• _Task_
Without including any pictures, copy every line below exactly.
* * * * *
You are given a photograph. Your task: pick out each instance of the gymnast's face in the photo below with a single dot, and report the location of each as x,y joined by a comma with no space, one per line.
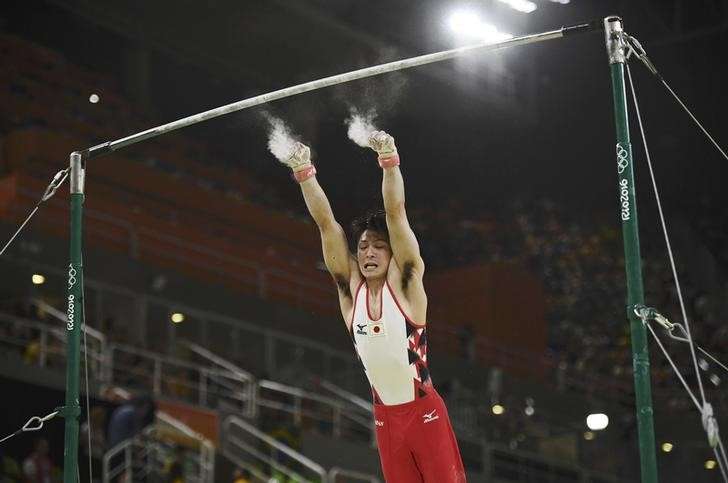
373,254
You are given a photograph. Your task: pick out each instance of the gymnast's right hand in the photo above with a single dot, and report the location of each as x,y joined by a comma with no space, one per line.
300,157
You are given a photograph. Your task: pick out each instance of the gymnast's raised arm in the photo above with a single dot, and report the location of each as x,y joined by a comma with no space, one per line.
337,258
405,248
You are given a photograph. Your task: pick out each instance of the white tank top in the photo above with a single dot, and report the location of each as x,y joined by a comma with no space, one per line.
392,349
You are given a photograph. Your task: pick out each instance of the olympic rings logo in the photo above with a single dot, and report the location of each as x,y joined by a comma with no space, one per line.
71,276
622,161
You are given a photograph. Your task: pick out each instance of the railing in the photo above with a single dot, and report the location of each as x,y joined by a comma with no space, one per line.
306,409
350,476
241,437
136,241
347,416
44,344
179,379
508,465
202,468
144,456
130,460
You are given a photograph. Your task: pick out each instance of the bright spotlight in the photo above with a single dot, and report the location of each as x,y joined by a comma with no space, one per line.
523,6
597,422
466,23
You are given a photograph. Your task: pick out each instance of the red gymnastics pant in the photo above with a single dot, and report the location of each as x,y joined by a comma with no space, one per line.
416,442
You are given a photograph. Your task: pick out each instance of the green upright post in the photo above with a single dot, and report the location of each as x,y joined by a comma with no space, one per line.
75,318
632,262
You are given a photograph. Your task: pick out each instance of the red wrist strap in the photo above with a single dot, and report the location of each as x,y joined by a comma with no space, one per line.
304,174
390,161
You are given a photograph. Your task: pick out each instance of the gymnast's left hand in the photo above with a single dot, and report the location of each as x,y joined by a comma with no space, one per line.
383,144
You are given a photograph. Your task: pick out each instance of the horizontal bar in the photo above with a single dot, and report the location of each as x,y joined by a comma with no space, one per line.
333,80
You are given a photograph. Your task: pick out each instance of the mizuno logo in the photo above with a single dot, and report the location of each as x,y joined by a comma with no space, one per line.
429,417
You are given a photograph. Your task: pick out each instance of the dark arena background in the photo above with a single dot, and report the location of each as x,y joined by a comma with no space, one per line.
212,347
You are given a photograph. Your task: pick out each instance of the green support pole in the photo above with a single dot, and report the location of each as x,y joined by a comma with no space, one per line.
632,261
75,318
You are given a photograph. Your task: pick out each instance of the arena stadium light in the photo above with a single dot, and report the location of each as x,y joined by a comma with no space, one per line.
597,421
523,6
466,23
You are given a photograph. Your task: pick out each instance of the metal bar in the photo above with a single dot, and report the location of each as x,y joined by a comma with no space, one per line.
334,80
74,320
632,261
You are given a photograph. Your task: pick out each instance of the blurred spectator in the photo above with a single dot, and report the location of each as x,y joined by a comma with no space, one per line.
174,471
37,466
129,419
241,475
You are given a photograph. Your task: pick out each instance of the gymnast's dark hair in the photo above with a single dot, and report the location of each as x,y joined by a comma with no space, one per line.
374,220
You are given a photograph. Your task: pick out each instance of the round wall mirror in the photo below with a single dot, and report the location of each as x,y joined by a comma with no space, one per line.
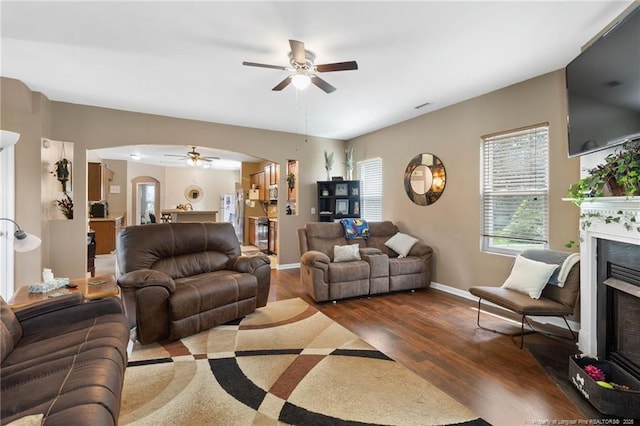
* * * * *
• _Final answer_
You are given a photograph. Your task: pick out each instance of the gymnast's face in the photo below with a single dot, and report the location of each as x,y joined by a comma with no space, one per line.
373,254
You are given a photograph. Your task: pick out each instance of the gymnast's right hand in the photo above with a single dot, and report the location of each as x,y joined by a comma with no space, one per line.
300,157
You are given a photograph. Your task: pick out each instance of the gymnast's raised arm in the photo above with a single dot, and report the location of each as x,y joined by a comma with no space, one per line.
337,258
405,248
You are given a photograph. Your task: pick out each instance of the white tank top in the photo above with a single dot, and report the location of each as x,y joined by a comma with no space, one per line.
392,349
You are given a photograph. Your task: pick out each instance of the olympic rings logo in the photo above with a single dot, and report the location of each as x,y joined by a comma with no space, one per line.
71,276
622,161
You are given a photograph. Your task: pick out each instance of the railing in the photo above with a single dot, and report the location of each as x,y joined by a comma with no space, one per line.
306,409
350,476
241,437
136,241
347,416
44,344
179,379
508,465
202,468
144,456
130,460
You are given a photograph. Your task: pick out each instance of the bright spotlight in the photo above with a single dot, and report the location of each as x,y joined by a comma with no space, one per line.
523,6
597,422
466,23
You are given a photograph. Your task: pick out each instance of the red gymnastics pant in the photo above with a single dot, and report the location of each as x,y joined by a comma with no space, one per line.
416,442
You are given a photograph. Your task: pick out each instance of the green upright post in the photo above with a single dot, and report the location of each as x,y joined by a comma with no space, one per line.
75,318
632,262
You are given a photograph. Your task: pick out each instance of the red wrist strap in the photo above with a single dot, and report the location of each as x,y joined by a comma with no space, one per line.
304,174
390,161
You are given a photograph. Your task: pick out each instance of the gymnast's left hand in the photo above with a single dot, and report the location of each as x,y joined by a comma with no space, one per line.
383,144
You are given a photograph. Your task: pick out each instance of the horizontal bar in the photo above with a single dot, and report the location of each as x,y joined by a comma with no space, one per line.
333,80
You are given a photograph. Your task: pick out each instance of the mizuno logo in the photo above with a single dot, and report the location of each as x,y joined by a comma with no space, one per line.
429,417
You are given a photograph. Your task: pick out each instance of the dark arena background in the photo above with a single dot, and report the location of each as x,y joined by a comma with no space, one per line.
212,347
You are given a photograph. Your task: pick out each instance of the green support pole in the photo above with a single dot, and report the location of each as x,y joined by a comma with no space, one per line.
632,261
75,318
You are given a photograph. Your task: pick out each instance of the arena stadium light in the photo above with a single dot, and report the location of each as x,y joined by a comma with no space, one per line.
597,421
523,6
466,23
You are given a photograph. Your task: pick out each instance of the metal bar in the photo above with a single dot, and report the location of each as x,y joined by a comma with no space, one per line.
334,80
74,320
632,261
You are given a photograph. Your task: pick out each instance of the blurred spectator in the photo above with a single dot, and report the location of each as x,y joined by a comma with no space, one per line.
174,471
37,466
129,419
241,475
You are given a photograph. Your task: pick out each instance of the gymnast's dark hair in the photo above with a single dot, and report the location of each as x,y joined by a comma with no space, one per line.
374,220
You are given a photograph. Your task: pick out each instance of the round wall mirror in the photo below with a single dot, and report the location of each as x,y joined by a comma with no space, one per line.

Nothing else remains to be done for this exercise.